• [SOURCE RECORDS]:
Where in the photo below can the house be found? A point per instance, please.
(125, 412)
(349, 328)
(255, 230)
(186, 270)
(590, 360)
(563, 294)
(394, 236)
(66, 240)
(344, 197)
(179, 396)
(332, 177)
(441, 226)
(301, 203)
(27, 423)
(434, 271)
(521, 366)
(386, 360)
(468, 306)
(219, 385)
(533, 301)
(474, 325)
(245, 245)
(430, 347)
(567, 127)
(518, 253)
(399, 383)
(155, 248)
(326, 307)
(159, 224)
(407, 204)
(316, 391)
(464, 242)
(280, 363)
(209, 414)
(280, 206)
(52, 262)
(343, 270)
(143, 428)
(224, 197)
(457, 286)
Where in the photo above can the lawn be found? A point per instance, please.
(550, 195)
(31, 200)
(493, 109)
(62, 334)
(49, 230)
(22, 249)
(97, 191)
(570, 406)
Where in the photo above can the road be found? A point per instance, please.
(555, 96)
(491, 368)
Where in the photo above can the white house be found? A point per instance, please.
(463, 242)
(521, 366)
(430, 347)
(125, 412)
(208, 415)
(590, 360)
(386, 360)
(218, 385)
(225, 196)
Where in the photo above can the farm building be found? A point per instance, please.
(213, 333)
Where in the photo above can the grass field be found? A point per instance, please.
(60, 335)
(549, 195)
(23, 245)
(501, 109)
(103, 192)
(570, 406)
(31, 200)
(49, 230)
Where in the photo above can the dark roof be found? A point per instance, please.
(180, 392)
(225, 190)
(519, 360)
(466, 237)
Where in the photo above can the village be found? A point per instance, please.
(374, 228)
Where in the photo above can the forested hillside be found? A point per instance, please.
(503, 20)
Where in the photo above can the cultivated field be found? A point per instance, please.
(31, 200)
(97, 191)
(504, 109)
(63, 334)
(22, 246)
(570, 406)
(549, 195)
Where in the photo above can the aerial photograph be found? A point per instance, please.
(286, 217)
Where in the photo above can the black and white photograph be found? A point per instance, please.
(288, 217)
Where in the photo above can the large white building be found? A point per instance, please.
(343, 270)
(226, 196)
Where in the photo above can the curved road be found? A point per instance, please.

• [EXERCISE BRIEF]:
Every line of the data above should be retyped precisely.

• [SOLVED PROBLEM]:
Where in the photo below can the house be found? A point per instance, please.
(125, 412)
(349, 328)
(255, 230)
(186, 270)
(590, 360)
(563, 294)
(394, 236)
(66, 240)
(344, 197)
(179, 396)
(332, 177)
(441, 226)
(301, 203)
(27, 423)
(434, 271)
(521, 366)
(386, 360)
(468, 306)
(219, 385)
(533, 301)
(474, 325)
(245, 245)
(430, 347)
(567, 127)
(518, 253)
(399, 383)
(155, 248)
(326, 307)
(159, 224)
(407, 204)
(316, 391)
(464, 242)
(280, 363)
(209, 414)
(280, 206)
(52, 262)
(343, 270)
(143, 428)
(224, 197)
(457, 286)
Where in the photo above can the lawn be found? A point per instance, please.
(550, 195)
(31, 200)
(493, 109)
(62, 334)
(49, 230)
(22, 249)
(97, 191)
(570, 406)
Where in the photo above can the road be found? A point per instance, please.
(555, 96)
(491, 368)
Where in the photo above can the white house be found? A point per instance, please.
(463, 242)
(521, 366)
(430, 347)
(125, 412)
(208, 415)
(590, 360)
(386, 360)
(218, 385)
(225, 196)
Where in the photo above can the farm building be found? A point per instance, please.
(213, 333)
Where in the photo above can the grass field be found? A point per instance, please.
(60, 335)
(549, 195)
(23, 245)
(501, 109)
(103, 192)
(570, 406)
(31, 200)
(49, 230)
Where in the photo above can the dark roof be found? A point per instance, please.
(180, 392)
(225, 190)
(519, 360)
(466, 237)
Where in the photo above can the village be found? A point per instance, please.
(374, 228)
Where in the photo above can the forested hillside be found? A point per instance, please.
(503, 20)
Where in the photo above can the cultivated field be found? A point per instance, please.
(31, 200)
(97, 191)
(504, 109)
(63, 334)
(22, 246)
(570, 406)
(549, 195)
Where in the photo above can the aerial photograph be found? A point per instance, please.
(286, 217)
Where in the photo above can the black and white photograph be found? A point per instance, please.
(288, 217)
Where in the photo above can the large white building be found? A point per instance, please.
(343, 270)
(226, 196)
Where in the photo above can the curved road be found? A point per instance, please.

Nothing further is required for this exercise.